- TASK OBJECTIVE
Could you quote, exactly as they stand, the lines running from the one with "Locate the stone slab" to the final line of the material?
Start of RECORDS
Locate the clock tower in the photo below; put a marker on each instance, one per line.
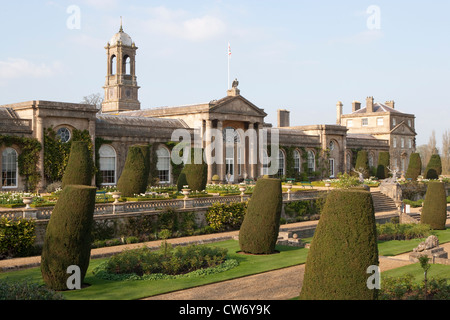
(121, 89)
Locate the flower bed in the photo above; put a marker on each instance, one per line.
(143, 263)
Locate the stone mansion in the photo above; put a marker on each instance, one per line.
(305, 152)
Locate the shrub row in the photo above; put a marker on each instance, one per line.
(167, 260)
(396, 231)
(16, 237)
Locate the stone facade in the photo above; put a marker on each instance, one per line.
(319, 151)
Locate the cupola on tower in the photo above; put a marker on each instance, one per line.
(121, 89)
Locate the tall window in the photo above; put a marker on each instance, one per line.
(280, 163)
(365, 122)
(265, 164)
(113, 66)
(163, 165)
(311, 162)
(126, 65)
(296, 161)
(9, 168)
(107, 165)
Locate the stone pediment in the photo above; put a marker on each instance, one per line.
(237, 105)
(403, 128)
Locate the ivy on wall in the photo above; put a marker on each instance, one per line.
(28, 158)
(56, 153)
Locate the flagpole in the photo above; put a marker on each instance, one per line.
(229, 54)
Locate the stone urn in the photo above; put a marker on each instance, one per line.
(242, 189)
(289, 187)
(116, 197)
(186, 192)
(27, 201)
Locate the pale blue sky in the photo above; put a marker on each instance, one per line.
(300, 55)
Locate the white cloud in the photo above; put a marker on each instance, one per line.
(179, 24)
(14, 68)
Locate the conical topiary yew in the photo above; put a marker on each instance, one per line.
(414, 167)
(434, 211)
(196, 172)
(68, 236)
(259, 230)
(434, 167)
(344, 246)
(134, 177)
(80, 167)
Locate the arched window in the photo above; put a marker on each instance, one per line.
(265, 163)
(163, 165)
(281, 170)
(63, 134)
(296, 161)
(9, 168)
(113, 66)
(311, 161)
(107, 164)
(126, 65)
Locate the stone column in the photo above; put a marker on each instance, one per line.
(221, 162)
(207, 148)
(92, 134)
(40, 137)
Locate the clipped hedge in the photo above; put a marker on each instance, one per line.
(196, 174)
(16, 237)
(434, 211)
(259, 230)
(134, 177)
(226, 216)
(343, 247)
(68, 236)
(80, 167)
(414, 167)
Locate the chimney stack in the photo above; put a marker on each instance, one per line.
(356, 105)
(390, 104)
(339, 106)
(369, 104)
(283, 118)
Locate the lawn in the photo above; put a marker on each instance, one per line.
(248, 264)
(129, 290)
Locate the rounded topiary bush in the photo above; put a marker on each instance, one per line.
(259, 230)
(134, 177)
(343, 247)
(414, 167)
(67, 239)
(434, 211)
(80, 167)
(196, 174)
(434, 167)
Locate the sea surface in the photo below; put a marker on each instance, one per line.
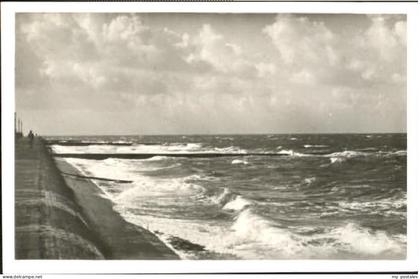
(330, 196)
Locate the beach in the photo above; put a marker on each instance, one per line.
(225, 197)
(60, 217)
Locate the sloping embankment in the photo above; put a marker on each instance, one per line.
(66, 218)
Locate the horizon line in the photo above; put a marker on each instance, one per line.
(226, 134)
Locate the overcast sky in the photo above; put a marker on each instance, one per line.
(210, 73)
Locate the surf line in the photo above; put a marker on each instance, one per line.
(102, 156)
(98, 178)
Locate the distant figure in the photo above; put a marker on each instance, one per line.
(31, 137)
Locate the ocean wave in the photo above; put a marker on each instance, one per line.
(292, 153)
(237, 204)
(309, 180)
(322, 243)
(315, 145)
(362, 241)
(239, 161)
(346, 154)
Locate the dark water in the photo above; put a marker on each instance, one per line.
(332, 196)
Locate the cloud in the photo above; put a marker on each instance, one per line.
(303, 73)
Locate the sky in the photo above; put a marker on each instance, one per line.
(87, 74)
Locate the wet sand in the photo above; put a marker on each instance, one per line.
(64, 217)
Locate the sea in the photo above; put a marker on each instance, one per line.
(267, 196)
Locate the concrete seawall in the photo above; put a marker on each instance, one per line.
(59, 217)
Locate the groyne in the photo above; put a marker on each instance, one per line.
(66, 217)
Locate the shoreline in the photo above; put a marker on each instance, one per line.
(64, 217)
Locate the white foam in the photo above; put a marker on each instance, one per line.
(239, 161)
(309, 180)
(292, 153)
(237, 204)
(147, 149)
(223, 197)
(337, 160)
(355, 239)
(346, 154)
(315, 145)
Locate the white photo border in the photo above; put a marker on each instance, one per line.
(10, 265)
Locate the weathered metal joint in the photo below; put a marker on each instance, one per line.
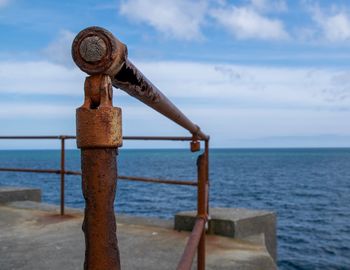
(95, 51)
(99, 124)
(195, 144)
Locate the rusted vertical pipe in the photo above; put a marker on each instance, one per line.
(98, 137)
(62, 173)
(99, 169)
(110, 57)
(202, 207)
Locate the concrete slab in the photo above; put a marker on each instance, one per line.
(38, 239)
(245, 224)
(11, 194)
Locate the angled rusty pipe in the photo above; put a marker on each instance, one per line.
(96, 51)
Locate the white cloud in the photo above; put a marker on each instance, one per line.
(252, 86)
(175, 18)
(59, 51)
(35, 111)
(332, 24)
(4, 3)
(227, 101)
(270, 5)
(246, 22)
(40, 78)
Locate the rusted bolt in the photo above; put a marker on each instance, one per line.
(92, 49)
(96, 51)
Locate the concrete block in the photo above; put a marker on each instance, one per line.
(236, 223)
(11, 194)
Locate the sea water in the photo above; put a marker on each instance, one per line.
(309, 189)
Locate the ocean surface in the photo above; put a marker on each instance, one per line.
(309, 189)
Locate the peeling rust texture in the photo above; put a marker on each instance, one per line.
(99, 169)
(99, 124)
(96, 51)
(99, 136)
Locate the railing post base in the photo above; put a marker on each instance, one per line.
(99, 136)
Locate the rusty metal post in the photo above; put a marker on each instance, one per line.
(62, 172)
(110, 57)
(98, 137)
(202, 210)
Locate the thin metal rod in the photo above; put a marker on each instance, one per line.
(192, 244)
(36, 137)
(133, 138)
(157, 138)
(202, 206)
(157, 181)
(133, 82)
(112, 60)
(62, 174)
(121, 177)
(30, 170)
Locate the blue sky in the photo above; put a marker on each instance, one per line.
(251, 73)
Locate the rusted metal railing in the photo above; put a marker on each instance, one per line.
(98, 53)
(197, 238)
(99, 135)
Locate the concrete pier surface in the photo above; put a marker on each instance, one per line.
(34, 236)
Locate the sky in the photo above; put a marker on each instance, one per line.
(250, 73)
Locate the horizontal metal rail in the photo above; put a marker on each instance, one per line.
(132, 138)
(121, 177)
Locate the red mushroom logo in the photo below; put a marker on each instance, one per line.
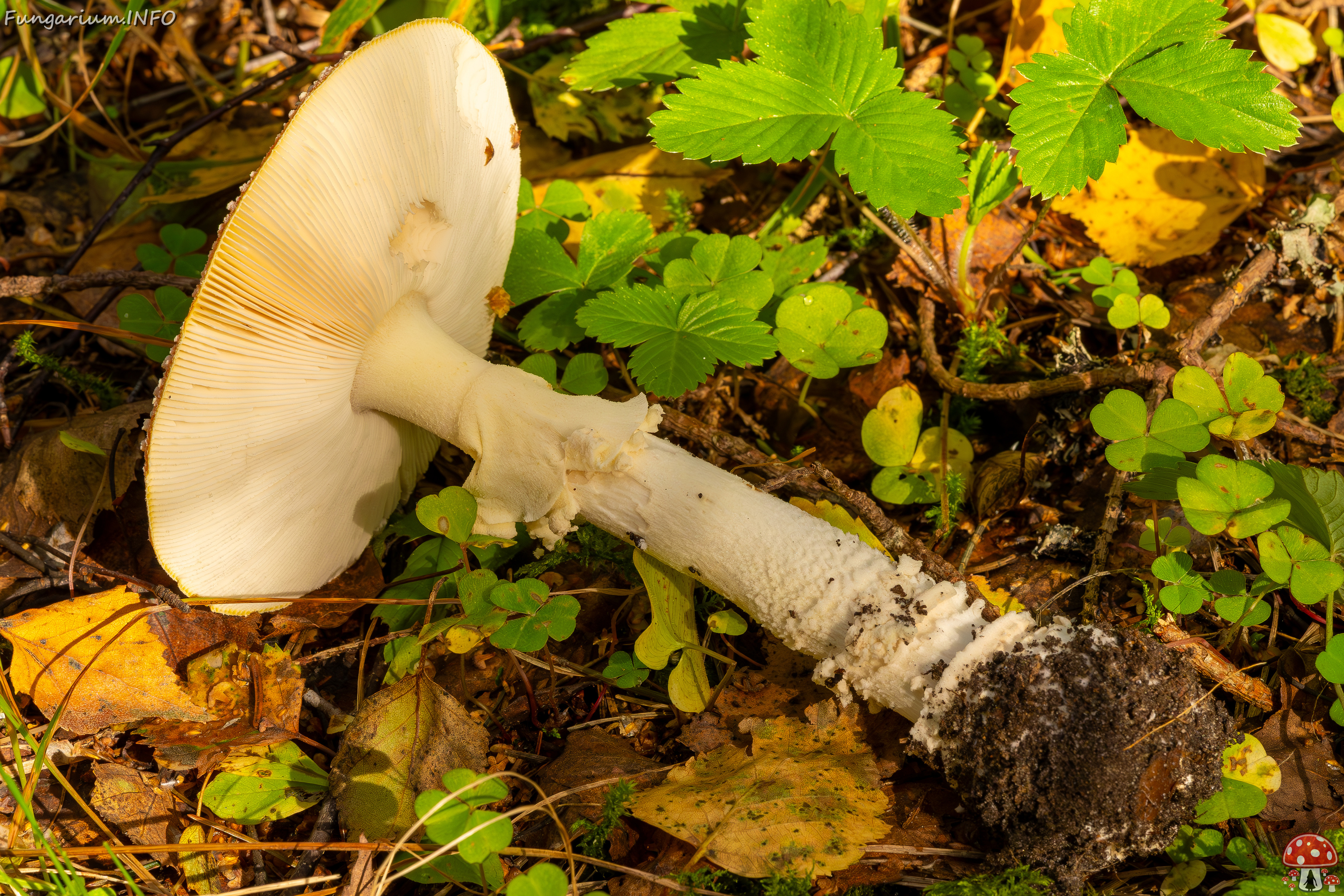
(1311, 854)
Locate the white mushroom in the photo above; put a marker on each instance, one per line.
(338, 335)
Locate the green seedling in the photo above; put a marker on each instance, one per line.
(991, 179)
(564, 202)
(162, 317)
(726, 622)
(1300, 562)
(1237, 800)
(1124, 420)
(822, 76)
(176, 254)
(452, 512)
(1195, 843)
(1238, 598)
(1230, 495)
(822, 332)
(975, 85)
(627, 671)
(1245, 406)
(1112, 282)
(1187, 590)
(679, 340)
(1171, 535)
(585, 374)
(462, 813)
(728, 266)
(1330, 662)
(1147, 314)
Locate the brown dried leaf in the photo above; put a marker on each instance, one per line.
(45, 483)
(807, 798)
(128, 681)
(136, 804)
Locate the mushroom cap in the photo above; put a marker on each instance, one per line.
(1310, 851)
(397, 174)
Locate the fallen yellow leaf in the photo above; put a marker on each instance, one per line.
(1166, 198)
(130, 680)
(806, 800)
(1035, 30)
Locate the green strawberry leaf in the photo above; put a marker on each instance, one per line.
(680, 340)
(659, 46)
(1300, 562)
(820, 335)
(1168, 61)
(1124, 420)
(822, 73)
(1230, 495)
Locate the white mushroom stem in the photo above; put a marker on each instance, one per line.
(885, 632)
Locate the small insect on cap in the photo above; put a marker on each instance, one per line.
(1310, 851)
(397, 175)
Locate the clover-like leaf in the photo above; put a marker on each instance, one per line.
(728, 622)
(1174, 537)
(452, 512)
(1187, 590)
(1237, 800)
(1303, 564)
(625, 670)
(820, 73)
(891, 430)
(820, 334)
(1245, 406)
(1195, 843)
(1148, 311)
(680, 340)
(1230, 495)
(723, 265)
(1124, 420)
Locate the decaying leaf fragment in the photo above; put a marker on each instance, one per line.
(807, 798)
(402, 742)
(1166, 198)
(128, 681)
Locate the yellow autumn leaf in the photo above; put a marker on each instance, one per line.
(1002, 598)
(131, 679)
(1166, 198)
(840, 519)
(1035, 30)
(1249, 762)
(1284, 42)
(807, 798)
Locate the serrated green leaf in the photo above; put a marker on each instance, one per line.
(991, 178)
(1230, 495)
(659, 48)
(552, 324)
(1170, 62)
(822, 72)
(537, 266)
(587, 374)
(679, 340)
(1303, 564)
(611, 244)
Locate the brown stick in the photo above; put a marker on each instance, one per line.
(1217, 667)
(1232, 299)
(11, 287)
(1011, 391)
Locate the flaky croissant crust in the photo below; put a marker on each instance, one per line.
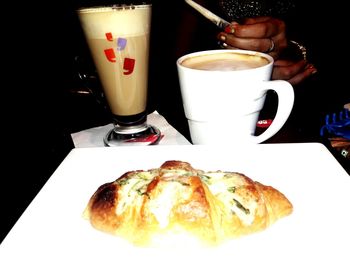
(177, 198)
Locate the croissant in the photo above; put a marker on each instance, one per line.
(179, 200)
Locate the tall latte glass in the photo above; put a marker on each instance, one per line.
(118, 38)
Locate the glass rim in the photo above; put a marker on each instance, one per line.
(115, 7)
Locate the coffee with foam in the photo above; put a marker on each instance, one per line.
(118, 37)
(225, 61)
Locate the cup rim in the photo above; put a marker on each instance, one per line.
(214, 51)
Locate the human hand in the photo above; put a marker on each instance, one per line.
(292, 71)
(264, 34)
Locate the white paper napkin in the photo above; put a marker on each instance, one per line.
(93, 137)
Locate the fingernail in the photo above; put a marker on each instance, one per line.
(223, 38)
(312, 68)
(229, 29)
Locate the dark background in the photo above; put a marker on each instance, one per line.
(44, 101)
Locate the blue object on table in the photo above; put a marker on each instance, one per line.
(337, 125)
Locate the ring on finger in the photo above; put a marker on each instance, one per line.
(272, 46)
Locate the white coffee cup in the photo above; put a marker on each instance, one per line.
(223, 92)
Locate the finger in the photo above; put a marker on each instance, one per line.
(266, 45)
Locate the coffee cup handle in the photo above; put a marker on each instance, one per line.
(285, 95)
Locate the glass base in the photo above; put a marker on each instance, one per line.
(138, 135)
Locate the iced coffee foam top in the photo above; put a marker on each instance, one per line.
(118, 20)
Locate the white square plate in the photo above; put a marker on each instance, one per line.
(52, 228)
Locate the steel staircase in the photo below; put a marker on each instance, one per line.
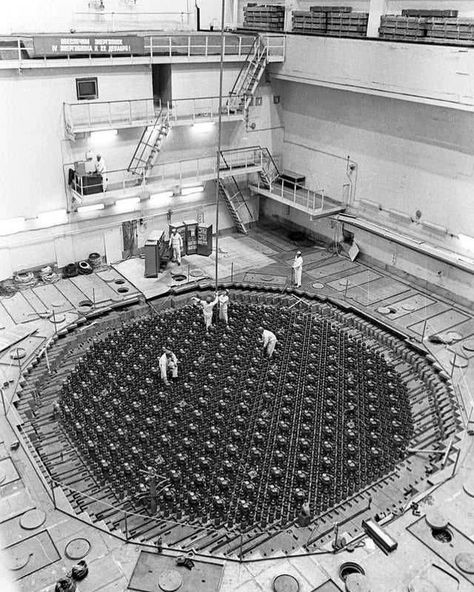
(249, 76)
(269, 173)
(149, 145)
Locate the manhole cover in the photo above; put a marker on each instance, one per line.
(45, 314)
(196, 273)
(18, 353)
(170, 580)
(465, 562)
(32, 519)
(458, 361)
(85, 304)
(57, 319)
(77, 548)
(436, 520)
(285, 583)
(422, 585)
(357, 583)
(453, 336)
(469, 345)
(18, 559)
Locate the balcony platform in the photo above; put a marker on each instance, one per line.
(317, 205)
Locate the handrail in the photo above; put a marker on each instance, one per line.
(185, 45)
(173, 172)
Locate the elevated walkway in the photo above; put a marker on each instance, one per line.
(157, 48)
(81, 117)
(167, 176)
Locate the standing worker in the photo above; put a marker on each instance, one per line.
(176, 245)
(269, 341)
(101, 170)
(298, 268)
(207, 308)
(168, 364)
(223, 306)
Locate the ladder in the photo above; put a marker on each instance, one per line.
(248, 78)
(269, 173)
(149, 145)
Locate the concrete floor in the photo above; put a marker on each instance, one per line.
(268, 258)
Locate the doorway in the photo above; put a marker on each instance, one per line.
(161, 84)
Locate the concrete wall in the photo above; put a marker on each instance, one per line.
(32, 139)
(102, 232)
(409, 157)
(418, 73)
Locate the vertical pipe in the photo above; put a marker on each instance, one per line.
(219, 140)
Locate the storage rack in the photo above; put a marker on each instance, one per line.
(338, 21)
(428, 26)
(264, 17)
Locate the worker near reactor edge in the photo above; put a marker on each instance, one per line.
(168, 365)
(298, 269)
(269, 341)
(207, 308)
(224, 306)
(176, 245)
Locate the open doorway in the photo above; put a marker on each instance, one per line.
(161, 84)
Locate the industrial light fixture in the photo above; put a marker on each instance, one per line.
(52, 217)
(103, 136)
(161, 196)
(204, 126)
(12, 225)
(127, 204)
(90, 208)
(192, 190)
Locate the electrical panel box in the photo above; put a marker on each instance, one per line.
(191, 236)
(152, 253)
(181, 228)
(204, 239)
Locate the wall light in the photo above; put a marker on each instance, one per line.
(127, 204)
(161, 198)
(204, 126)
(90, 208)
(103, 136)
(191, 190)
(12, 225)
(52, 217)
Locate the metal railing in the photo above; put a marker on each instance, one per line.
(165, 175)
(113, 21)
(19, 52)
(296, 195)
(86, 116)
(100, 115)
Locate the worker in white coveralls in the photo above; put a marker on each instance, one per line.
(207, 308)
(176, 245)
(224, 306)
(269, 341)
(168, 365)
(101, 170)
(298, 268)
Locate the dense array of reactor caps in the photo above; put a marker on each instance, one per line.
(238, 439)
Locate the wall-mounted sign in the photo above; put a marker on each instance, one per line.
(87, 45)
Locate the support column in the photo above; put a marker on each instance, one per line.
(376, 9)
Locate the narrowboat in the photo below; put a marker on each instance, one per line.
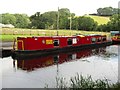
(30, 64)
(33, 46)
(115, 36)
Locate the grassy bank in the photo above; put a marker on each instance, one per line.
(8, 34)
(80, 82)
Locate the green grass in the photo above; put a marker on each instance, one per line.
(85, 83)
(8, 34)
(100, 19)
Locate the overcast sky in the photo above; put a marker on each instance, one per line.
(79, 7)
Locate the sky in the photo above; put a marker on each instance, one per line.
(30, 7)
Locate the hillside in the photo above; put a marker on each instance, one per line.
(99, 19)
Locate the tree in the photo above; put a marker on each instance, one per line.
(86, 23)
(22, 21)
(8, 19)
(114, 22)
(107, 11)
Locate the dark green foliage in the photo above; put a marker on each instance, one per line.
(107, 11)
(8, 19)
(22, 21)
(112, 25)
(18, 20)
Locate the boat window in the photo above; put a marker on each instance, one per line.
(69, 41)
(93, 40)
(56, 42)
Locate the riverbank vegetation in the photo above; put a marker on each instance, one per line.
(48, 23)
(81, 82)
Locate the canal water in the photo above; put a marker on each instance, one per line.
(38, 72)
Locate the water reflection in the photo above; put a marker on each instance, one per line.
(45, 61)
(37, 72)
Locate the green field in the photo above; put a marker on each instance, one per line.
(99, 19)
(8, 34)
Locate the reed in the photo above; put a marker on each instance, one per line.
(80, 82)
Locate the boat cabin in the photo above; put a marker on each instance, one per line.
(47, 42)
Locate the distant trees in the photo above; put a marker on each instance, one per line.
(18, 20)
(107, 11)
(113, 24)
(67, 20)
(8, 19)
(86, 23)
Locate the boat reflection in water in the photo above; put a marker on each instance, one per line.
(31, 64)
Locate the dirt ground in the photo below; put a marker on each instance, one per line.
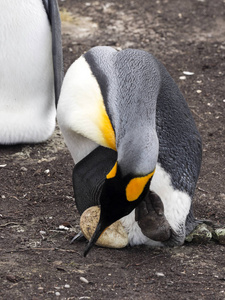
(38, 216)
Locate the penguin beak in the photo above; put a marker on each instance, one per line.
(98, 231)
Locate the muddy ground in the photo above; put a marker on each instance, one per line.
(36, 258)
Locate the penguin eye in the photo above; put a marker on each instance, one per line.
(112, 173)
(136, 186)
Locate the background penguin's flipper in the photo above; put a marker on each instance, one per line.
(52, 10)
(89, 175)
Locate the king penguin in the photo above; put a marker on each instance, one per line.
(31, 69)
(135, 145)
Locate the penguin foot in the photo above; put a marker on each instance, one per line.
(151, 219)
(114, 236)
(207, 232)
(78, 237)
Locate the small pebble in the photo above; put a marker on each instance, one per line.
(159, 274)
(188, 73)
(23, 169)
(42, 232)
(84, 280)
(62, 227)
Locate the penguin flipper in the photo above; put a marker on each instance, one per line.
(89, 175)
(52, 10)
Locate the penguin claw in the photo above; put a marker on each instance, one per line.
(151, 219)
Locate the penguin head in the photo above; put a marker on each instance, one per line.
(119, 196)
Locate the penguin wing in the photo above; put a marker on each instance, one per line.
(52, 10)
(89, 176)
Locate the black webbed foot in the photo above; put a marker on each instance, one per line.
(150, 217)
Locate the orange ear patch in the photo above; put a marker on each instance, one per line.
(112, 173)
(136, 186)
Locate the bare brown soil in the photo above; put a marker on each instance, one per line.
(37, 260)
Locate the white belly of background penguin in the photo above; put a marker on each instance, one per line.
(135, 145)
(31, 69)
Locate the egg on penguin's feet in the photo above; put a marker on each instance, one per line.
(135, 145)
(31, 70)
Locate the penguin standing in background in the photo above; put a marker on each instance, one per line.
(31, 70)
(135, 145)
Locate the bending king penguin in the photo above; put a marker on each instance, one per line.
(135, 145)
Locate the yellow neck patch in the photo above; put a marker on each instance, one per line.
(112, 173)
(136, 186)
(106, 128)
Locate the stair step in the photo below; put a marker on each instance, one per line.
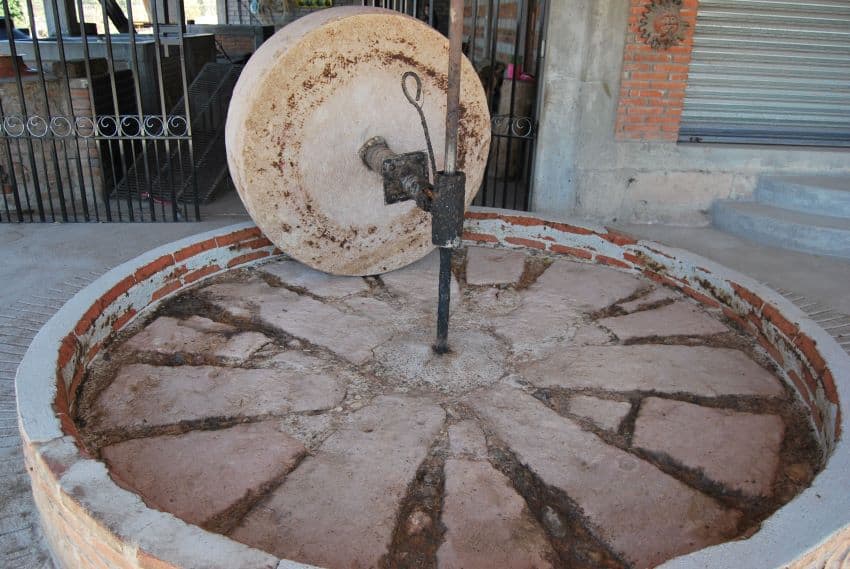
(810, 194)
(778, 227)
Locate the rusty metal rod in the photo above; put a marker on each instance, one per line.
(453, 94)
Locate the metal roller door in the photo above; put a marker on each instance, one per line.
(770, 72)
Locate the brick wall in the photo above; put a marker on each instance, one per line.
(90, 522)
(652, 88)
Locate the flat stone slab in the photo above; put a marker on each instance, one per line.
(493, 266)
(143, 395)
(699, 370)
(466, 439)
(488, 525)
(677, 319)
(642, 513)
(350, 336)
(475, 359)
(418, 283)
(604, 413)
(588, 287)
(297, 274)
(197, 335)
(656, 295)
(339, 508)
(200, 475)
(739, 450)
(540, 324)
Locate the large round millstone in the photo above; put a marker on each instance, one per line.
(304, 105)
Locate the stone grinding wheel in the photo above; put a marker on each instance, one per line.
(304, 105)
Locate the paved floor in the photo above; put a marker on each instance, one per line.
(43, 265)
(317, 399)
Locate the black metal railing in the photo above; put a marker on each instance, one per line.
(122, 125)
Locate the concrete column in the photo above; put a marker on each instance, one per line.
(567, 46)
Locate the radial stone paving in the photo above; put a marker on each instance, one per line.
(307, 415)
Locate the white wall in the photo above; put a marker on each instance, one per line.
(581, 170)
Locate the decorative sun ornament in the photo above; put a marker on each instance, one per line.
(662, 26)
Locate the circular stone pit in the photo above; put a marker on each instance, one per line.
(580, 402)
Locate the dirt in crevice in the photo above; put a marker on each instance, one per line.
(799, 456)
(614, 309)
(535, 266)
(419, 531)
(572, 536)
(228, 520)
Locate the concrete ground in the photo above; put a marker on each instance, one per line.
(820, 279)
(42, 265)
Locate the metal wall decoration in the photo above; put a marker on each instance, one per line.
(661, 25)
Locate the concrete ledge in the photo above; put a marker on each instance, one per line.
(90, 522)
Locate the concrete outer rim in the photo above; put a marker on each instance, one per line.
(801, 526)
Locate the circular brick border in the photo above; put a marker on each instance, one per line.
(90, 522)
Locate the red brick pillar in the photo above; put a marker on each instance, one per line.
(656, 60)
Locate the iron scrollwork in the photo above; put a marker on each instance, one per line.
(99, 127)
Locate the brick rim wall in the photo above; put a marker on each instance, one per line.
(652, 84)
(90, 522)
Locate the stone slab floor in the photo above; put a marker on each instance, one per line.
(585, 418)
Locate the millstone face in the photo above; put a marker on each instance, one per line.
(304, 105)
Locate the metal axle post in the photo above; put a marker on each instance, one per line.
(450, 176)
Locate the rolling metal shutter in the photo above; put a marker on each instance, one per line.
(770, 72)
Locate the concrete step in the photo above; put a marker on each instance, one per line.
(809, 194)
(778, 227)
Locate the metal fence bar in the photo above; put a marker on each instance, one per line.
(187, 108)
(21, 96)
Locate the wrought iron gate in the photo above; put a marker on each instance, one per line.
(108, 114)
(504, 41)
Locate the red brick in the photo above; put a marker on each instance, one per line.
End of RECORDS
- FINISHED EXERCISE
Locate the stone slab floor in the photo above; put a marker on each instance, one per line.
(585, 418)
Locate the millstone face in the photo above; put a marker on each instance, one per line.
(304, 105)
Locate the metal axle post in the photo above; put a marker on each instance, one per line.
(450, 176)
Locate the rolling metal shutter in the photo above; put a marker on each instance, one per line.
(770, 72)
Locate the concrete step in the photo above; put a marker on each instance, one per line.
(809, 194)
(778, 227)
Locate the metal fence bar in the photo above; put a marker on each instance, one per line.
(187, 108)
(21, 96)
Locate the wrought iron gate in the photo above; put a marker on each instance, one per line.
(108, 114)
(504, 41)
Locate the red brick in the photo above; put a marker on each instance, one per line.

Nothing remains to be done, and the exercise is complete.